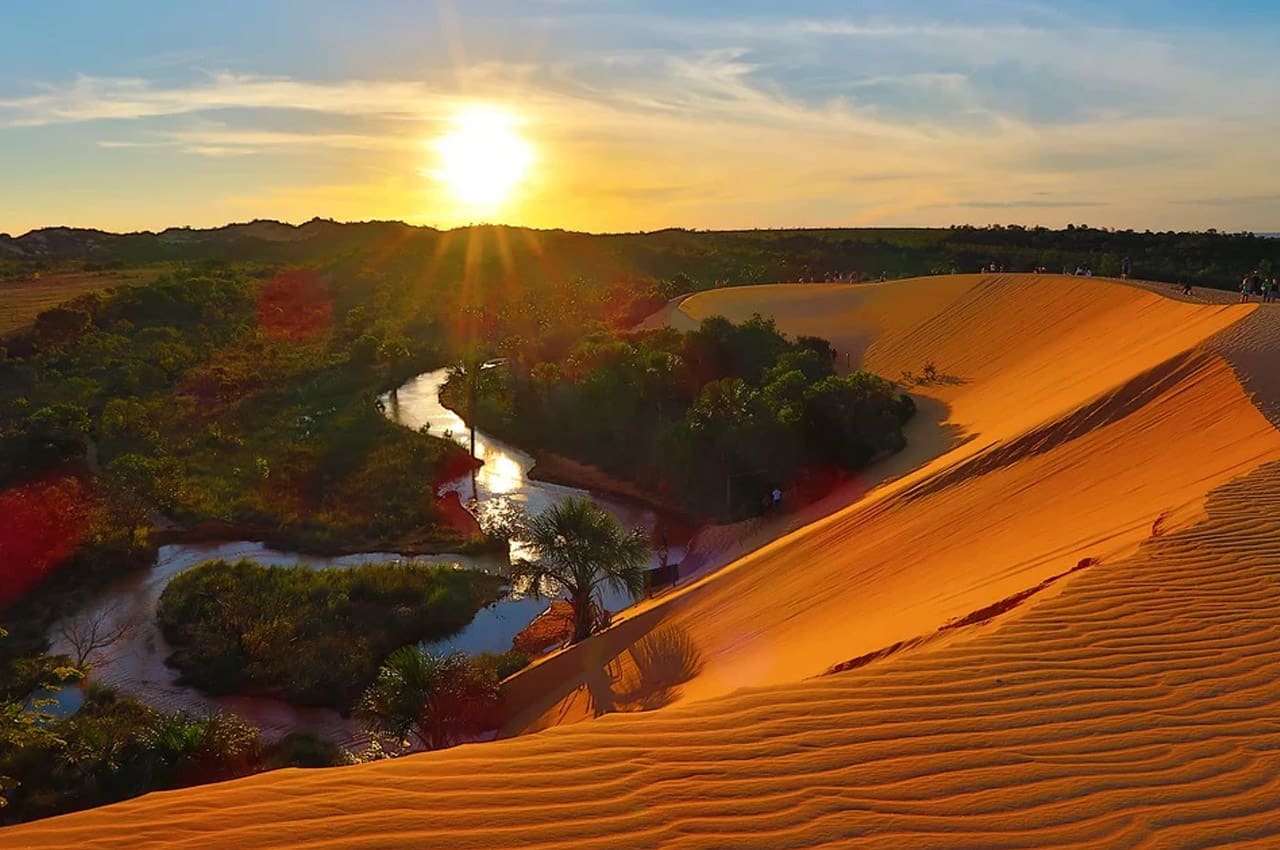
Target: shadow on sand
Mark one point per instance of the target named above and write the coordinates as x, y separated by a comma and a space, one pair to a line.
647, 676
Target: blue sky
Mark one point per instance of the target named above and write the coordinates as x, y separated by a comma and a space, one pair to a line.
1143, 114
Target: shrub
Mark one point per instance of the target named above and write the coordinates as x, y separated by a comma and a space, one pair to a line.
304, 749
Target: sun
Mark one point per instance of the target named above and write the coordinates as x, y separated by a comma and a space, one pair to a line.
483, 158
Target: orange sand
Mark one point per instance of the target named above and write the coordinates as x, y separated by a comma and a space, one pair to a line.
1129, 704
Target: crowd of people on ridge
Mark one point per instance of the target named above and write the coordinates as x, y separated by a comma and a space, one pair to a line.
1258, 284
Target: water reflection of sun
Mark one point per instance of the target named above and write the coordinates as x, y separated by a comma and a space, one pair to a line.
501, 473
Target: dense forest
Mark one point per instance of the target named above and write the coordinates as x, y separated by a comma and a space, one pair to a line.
310, 636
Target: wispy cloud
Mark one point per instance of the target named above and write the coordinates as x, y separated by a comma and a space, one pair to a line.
713, 119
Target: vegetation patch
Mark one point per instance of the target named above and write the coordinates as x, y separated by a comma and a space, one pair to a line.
712, 420
311, 636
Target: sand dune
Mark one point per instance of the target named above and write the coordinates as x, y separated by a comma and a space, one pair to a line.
1060, 627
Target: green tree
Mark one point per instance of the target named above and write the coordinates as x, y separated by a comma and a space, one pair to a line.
438, 699
583, 548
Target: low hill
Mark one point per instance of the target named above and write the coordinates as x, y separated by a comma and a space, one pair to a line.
1051, 622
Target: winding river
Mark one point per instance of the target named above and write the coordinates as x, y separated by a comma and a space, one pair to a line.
135, 663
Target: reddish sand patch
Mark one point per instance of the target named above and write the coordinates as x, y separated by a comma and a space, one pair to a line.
295, 305
456, 516
41, 522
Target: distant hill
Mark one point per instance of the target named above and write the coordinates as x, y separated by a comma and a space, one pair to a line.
704, 257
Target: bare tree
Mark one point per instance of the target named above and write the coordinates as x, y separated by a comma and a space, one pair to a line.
92, 631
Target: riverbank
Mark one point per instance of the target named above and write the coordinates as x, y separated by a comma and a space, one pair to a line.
558, 469
467, 538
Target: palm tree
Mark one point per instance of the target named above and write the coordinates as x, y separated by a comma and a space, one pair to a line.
439, 699
581, 548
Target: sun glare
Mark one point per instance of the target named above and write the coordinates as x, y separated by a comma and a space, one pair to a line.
483, 158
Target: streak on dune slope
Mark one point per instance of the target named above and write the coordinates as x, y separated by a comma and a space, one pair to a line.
1133, 705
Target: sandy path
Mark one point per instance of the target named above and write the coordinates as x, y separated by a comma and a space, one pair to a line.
1134, 704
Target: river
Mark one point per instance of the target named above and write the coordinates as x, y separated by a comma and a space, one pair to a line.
135, 663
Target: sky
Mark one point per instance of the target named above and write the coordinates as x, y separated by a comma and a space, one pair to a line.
641, 115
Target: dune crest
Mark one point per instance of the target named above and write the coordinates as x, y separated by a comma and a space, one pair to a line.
1063, 621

= = = = =

▸ GIVEN REQUEST: Could you copy all of the material above word for word, leaving out the picture?

▸ THE OUTPUT:
Target: shadow on sand
Mark one point per instance of the target named above and write the coordinates as x, y separated by a comma and a space, one pair to a line.
647, 676
Target: blue sky
Mark one point per instance of the target named above and write the coordinates as x, y separated by a comma and a space, one pair to a line.
1143, 114
Target: shrub
Mark one point per instance of the target named above and write the coordinates as x, y separated by a comma and a space, one pair to a line.
304, 749
Target: sun
Mark one point per instance of the target named above and write the coordinates as x, y separated by a comma and a space, one pair to a line.
483, 158
Target: orange sand
Mark one point per instance of the target named above and write the coordinates as x, y separated by a comma and a space, one pair to a line.
1129, 704
Target: crowd of people on ridge
Mark one point per instance of the target named above and write the coordinates as x, y separated by a comma and a space, one pair to a line.
1258, 284
Target: water reflection of sun
Mark one point per instance of the target named above and write the coordinates as x, y separated by a comma and a space, one pair to a line.
501, 473
Target: dense forest
Mark one point per instance of the target named above and write the coordinates as x, y separated by a comma and a space, one pair to a line.
310, 636
Target: wispy cloud
Mark one point per instance of the target named above and write the coordinates as x, y separated by a comma and a space, one pair to a line.
713, 119
Target: vegetation patch
Mark one point per instance of the target named above and write the coordinates as x, y separated by a comma and a space, one pair to a line.
712, 420
311, 636
Target: sand dune
Mark one point per instance of the target named above and write the coordinates as x, y separated by a comma and a space, one pair to a line.
1060, 627
Target: green tree
Mark one point per instance of the target named above and write the coordinates as x, y separated by a comma and a space, one pair to a line.
438, 699
583, 548
Target: low hill
Mark one point per instance of the target named above and write the coordinates as x, y separated by a comma and a space, one pair to a line.
1051, 622
Target: winding river
Mark one point per instance of the target named above and write the coordinates as x, y separated by a comma and a space, one pair to a line.
135, 663
Target: reddish sand patch
Mark one point per instance of the target named above and write the coordinates as x, y separated by a comma and a space, one pair to a line.
295, 305
456, 516
41, 522
Target: distant hill
Mark one point per instance of the target named above and write the coordinates as x, y separated by a comma and a space, one pair to a line.
704, 257
Target: bare tree
Mark one point per instance of the target named above and write the coordinates as x, y separated by a comma and a space, one pair to a line.
92, 631
Target: riverbank
Mark one point per instance of the target named above and write the coordinates as x, y separated by a comma and a space, one pair to a line.
558, 469
467, 538
Target: palm tree
Mark one point per instance of the target named above and write the coordinates as x, y separated by a comma and a space, one pair to a line.
439, 699
581, 548
Target: sun glare
Mark one point per instance of the target named above and write the coordinates as x, y separated by a comma and a space, one pair to a line.
483, 158
Target: streak on dune slope
Mark one point per instance of the target named above and write the coordinates as x, y separated by a comma and a space, one pair to a line.
1133, 705
Target: sandy path
Mark one point per instance of the target named above and write the coordinates as x, y separated by a comma and a space, one pair to a line.
1134, 704
Target: river
Mark one point per instance of the target named above and write the coordinates as x, y separated by a comma and a space, one pair to a line.
135, 663
Target: sky
Mark one point per instance of the target named above and write the coordinates as x, y separated by a comma and a space, one pair to a line.
641, 115
Target: dune crest
Mark one point per instance of the target named above and write the coordinates as x, y separated by a comma and a space, one pair to a line.
1063, 621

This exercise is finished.